INSTRUCTION 1 — In the forum thread on emerge errors, rewrite the paragraph beginning "To check your memory" as one shorter sentence that keeps its main facts.
INSTRUCTION 2 — Reproduce the passage of the emerge errors thread between "This problem can" and "when emerge finishes).", inclusive.

-- begin DOCUMENT SECTION --

# Errors during emerge (Hardware ?)

## markus_b

My gentoo machine fails with various errors, most of the time during emerge runs. A typical example

is upgrading to the latest gcc today:

First all works fine until bzip2 fails claiming a corrupted file. Just relaunching the emerge

goes further, but then gcc fails with a segfault.

 *Quote:*   

> altair linux-2.6.15-gentoo-r1 # emerge -pu gcc
> 
> These are the packages that I would merge, in order:
> 
> Calculating dependencies ...done!
> ...

 

The PC is a homegrown system with 2.4GHz P4 in a Asus P4PE Motherboard and 1GB of Kingston memory.

It has a single IDE ST3200822A harddrive and a IDE Nec ND-3540 DVD burner.

Where and how should I track down this problem ?

How to test the hardware ?

Markus

----------

## NeddySeagoon

markus_b,

The file /usr/portage /distfiles/bison-2.1.tar.bz2 is probably corrupt.

rm it and emerge will fetch it again.

If the problem persists, google for it and try different sources.

Its possible the mirror has a corrupt copy.

----------

## SinoTech

This problem can bne caused by an overclocked CPU, faulty Ram, ...

If you have overclocked your CPU, undo that please and test if the errors are still there.

To check your memory you should install "memtest86+" (Follow the instructions, about configuring grub, shown in the message when emerge finishes).

Regards,

Sino

----------

## markus_b

 *NeddySeagoon wrote:*   

> markus_b,
> 
> The file /usr/portage /distfiles/bison-2.1.tar.bz2 is probably corrupt.
> 
> rm it and emerge will fetch it again.
> ...

 

No it is not. I can test it (bzip2 -rvv /usr/portage /distfiles/bison-2.1.tar.bz2) and bzip2

tells me it is fine. When repeating the emerge -u command it gets unpacked fine, but

the gcc fails with a segfault.

-- end DOCUMENT SECTION --
-- begin SUPPLIED ENTRIES --

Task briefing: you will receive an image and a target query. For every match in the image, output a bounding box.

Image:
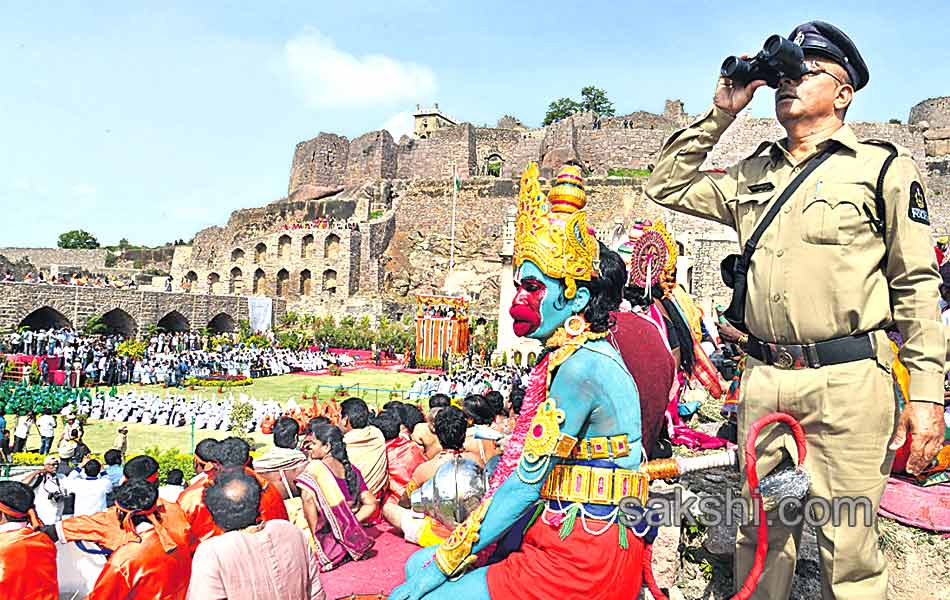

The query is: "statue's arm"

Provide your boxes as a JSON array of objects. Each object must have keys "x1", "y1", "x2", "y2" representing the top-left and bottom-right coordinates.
[{"x1": 472, "y1": 355, "x2": 603, "y2": 552}]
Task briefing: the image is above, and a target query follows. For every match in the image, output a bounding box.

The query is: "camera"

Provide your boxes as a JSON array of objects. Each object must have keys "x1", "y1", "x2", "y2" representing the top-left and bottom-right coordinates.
[{"x1": 719, "y1": 35, "x2": 808, "y2": 88}]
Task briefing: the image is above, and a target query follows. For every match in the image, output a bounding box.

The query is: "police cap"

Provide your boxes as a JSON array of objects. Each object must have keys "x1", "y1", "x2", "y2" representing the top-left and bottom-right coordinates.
[{"x1": 788, "y1": 21, "x2": 871, "y2": 90}]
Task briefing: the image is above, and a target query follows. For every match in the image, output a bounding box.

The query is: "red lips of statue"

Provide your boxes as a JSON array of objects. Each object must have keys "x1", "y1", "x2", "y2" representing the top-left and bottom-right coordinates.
[{"x1": 508, "y1": 304, "x2": 541, "y2": 337}]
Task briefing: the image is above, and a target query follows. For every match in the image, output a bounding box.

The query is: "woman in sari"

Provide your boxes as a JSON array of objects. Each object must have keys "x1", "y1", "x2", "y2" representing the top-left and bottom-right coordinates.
[{"x1": 295, "y1": 423, "x2": 378, "y2": 571}]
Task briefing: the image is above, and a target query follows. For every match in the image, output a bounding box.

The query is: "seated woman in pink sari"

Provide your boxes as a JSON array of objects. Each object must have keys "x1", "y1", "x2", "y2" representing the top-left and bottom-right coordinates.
[{"x1": 295, "y1": 423, "x2": 377, "y2": 571}]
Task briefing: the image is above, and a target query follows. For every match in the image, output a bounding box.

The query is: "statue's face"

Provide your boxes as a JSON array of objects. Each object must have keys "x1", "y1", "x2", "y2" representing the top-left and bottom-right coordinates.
[{"x1": 508, "y1": 260, "x2": 590, "y2": 341}]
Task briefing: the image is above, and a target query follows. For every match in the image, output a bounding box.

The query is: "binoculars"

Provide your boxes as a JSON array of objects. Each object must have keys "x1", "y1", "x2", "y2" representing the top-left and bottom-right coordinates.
[{"x1": 719, "y1": 35, "x2": 808, "y2": 88}]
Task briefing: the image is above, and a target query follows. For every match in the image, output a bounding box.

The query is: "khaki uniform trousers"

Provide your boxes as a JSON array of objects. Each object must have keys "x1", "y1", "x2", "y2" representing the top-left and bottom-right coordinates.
[{"x1": 735, "y1": 339, "x2": 898, "y2": 600}]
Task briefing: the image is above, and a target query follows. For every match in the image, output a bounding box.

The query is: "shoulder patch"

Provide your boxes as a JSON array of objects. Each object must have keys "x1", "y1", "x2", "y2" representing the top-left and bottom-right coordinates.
[{"x1": 907, "y1": 181, "x2": 930, "y2": 225}]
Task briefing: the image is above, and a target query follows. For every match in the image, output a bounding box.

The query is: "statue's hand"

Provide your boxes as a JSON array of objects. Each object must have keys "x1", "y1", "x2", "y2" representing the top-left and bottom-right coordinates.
[{"x1": 389, "y1": 561, "x2": 446, "y2": 600}]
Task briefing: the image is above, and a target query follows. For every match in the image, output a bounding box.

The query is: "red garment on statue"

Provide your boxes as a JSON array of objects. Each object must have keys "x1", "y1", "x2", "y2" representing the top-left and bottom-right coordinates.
[
  {"x1": 0, "y1": 527, "x2": 59, "y2": 600},
  {"x1": 486, "y1": 518, "x2": 644, "y2": 600},
  {"x1": 610, "y1": 312, "x2": 676, "y2": 452},
  {"x1": 86, "y1": 529, "x2": 191, "y2": 600},
  {"x1": 383, "y1": 436, "x2": 426, "y2": 504}
]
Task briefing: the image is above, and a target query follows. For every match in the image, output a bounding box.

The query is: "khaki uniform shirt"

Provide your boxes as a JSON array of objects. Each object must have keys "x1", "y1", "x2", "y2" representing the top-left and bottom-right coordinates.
[{"x1": 646, "y1": 106, "x2": 946, "y2": 403}]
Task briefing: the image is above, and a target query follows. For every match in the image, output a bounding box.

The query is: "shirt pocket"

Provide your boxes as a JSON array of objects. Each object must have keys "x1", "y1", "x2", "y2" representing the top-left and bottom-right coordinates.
[
  {"x1": 735, "y1": 190, "x2": 775, "y2": 240},
  {"x1": 801, "y1": 183, "x2": 868, "y2": 246}
]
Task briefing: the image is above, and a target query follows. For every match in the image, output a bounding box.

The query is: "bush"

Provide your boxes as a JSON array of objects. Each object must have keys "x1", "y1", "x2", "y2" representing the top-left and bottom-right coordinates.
[
  {"x1": 139, "y1": 446, "x2": 195, "y2": 483},
  {"x1": 607, "y1": 169, "x2": 650, "y2": 177},
  {"x1": 185, "y1": 375, "x2": 254, "y2": 388}
]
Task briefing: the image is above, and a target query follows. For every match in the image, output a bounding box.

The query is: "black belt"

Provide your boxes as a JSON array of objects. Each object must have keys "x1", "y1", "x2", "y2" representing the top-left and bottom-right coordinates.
[{"x1": 744, "y1": 333, "x2": 875, "y2": 369}]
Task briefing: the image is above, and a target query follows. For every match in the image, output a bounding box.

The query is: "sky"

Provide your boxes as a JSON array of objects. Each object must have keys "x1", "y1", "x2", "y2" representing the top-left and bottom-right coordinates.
[{"x1": 0, "y1": 0, "x2": 950, "y2": 247}]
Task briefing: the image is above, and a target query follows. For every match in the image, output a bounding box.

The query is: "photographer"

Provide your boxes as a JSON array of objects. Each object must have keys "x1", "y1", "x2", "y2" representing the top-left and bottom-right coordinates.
[
  {"x1": 646, "y1": 21, "x2": 946, "y2": 600},
  {"x1": 22, "y1": 456, "x2": 67, "y2": 523}
]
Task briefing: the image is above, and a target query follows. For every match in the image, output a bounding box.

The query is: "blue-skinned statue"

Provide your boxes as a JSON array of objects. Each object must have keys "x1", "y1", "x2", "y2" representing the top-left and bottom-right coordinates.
[{"x1": 390, "y1": 164, "x2": 652, "y2": 600}]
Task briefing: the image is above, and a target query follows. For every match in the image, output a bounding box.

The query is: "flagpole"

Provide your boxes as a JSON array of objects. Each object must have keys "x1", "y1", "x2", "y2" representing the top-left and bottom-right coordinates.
[{"x1": 446, "y1": 165, "x2": 458, "y2": 278}]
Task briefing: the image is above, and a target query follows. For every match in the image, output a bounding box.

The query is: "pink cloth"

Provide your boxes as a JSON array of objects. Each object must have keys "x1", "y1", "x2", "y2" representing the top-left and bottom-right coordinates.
[
  {"x1": 877, "y1": 477, "x2": 950, "y2": 532},
  {"x1": 188, "y1": 519, "x2": 326, "y2": 600}
]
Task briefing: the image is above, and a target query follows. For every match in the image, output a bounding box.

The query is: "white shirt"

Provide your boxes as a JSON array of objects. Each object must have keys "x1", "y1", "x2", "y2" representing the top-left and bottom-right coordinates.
[
  {"x1": 36, "y1": 415, "x2": 56, "y2": 437},
  {"x1": 158, "y1": 483, "x2": 185, "y2": 502},
  {"x1": 63, "y1": 473, "x2": 112, "y2": 517}
]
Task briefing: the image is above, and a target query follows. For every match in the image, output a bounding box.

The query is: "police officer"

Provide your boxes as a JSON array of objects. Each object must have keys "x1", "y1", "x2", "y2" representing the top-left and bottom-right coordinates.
[{"x1": 646, "y1": 21, "x2": 945, "y2": 600}]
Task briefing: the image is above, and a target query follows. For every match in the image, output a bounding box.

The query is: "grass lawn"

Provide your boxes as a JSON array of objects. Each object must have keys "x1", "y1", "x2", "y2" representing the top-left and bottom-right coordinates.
[{"x1": 7, "y1": 369, "x2": 419, "y2": 454}]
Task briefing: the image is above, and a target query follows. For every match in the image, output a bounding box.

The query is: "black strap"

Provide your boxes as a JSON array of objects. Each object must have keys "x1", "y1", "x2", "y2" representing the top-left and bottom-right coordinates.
[
  {"x1": 864, "y1": 146, "x2": 897, "y2": 236},
  {"x1": 740, "y1": 140, "x2": 841, "y2": 270}
]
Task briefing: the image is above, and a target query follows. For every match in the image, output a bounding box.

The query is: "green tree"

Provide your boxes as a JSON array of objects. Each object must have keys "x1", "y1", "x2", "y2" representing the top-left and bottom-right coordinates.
[
  {"x1": 580, "y1": 85, "x2": 616, "y2": 117},
  {"x1": 544, "y1": 98, "x2": 581, "y2": 125},
  {"x1": 56, "y1": 229, "x2": 99, "y2": 250}
]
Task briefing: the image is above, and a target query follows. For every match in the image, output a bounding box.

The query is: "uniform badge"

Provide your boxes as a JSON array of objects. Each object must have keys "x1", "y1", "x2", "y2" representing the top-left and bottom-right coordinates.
[
  {"x1": 749, "y1": 181, "x2": 775, "y2": 194},
  {"x1": 907, "y1": 181, "x2": 930, "y2": 225}
]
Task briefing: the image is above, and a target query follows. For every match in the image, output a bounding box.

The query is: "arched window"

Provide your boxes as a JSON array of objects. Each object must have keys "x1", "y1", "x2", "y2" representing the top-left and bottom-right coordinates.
[
  {"x1": 100, "y1": 308, "x2": 138, "y2": 337},
  {"x1": 323, "y1": 269, "x2": 336, "y2": 295},
  {"x1": 323, "y1": 233, "x2": 340, "y2": 258},
  {"x1": 277, "y1": 269, "x2": 290, "y2": 298},
  {"x1": 253, "y1": 269, "x2": 267, "y2": 296},
  {"x1": 17, "y1": 306, "x2": 73, "y2": 331},
  {"x1": 300, "y1": 233, "x2": 313, "y2": 259},
  {"x1": 277, "y1": 235, "x2": 290, "y2": 258},
  {"x1": 228, "y1": 267, "x2": 244, "y2": 294},
  {"x1": 158, "y1": 310, "x2": 191, "y2": 331}
]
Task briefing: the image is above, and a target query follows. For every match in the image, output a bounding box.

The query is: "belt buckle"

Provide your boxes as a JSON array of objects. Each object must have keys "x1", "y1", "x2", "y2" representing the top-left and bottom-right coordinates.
[{"x1": 772, "y1": 346, "x2": 795, "y2": 369}]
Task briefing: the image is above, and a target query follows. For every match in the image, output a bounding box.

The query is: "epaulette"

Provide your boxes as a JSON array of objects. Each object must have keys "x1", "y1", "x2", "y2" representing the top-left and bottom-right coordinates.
[
  {"x1": 743, "y1": 141, "x2": 775, "y2": 160},
  {"x1": 859, "y1": 138, "x2": 911, "y2": 156}
]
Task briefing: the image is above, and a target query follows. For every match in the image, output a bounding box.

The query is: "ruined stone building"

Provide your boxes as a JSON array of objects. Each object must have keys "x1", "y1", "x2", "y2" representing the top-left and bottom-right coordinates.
[{"x1": 7, "y1": 93, "x2": 950, "y2": 332}]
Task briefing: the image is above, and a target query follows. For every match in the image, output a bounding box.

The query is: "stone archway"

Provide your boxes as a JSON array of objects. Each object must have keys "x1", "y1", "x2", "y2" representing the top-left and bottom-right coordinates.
[
  {"x1": 158, "y1": 310, "x2": 191, "y2": 331},
  {"x1": 323, "y1": 269, "x2": 336, "y2": 295},
  {"x1": 99, "y1": 308, "x2": 138, "y2": 338},
  {"x1": 228, "y1": 267, "x2": 244, "y2": 294},
  {"x1": 253, "y1": 269, "x2": 267, "y2": 295},
  {"x1": 277, "y1": 235, "x2": 290, "y2": 258},
  {"x1": 485, "y1": 152, "x2": 505, "y2": 177},
  {"x1": 323, "y1": 233, "x2": 340, "y2": 259},
  {"x1": 277, "y1": 269, "x2": 290, "y2": 298},
  {"x1": 208, "y1": 313, "x2": 237, "y2": 333},
  {"x1": 17, "y1": 306, "x2": 73, "y2": 331}
]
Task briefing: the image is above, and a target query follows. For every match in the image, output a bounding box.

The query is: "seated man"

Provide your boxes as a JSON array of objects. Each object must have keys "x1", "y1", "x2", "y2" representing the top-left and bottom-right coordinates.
[
  {"x1": 411, "y1": 394, "x2": 452, "y2": 458},
  {"x1": 188, "y1": 471, "x2": 326, "y2": 600},
  {"x1": 52, "y1": 455, "x2": 194, "y2": 552},
  {"x1": 0, "y1": 481, "x2": 59, "y2": 600},
  {"x1": 373, "y1": 410, "x2": 426, "y2": 504},
  {"x1": 86, "y1": 479, "x2": 191, "y2": 600},
  {"x1": 340, "y1": 398, "x2": 389, "y2": 498}
]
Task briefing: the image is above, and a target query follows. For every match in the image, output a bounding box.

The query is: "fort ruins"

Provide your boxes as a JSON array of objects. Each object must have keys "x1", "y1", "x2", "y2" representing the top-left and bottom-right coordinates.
[{"x1": 0, "y1": 97, "x2": 950, "y2": 336}]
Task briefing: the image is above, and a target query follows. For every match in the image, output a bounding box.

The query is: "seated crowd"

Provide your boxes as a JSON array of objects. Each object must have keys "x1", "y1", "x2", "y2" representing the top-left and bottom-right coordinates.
[{"x1": 0, "y1": 388, "x2": 524, "y2": 600}]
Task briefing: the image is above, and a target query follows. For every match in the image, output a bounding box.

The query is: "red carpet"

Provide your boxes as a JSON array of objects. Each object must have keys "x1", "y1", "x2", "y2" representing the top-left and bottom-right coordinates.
[
  {"x1": 320, "y1": 523, "x2": 419, "y2": 600},
  {"x1": 877, "y1": 477, "x2": 950, "y2": 533}
]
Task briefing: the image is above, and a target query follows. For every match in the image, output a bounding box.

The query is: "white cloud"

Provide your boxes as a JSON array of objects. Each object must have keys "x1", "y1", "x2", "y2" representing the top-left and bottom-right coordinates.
[
  {"x1": 70, "y1": 183, "x2": 96, "y2": 201},
  {"x1": 383, "y1": 111, "x2": 416, "y2": 142},
  {"x1": 284, "y1": 29, "x2": 436, "y2": 108}
]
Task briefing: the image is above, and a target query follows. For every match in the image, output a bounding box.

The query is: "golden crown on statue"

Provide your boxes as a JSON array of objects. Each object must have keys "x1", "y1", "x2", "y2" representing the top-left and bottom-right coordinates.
[{"x1": 512, "y1": 162, "x2": 600, "y2": 299}]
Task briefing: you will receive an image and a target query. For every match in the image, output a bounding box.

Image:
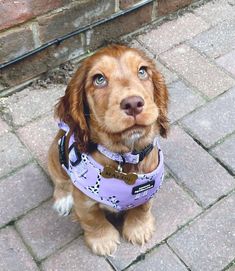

-- end SUPPLIED ENTRIES --

EXERCISE RESULT 1 — Install memtest86+ to check the memory, and configure grub by following the instructions in the message shown when emerge finishes.

EXERCISE RESULT 2 —
This problem can bne caused by an overclocked CPU, faulty Ram, ...

If you have overclocked your CPU, undo that please and test if the errors are still there.

To check your memory you should install "memtest86+" (Follow the instructions, about configuring grub, shown in the message when emerge finishes).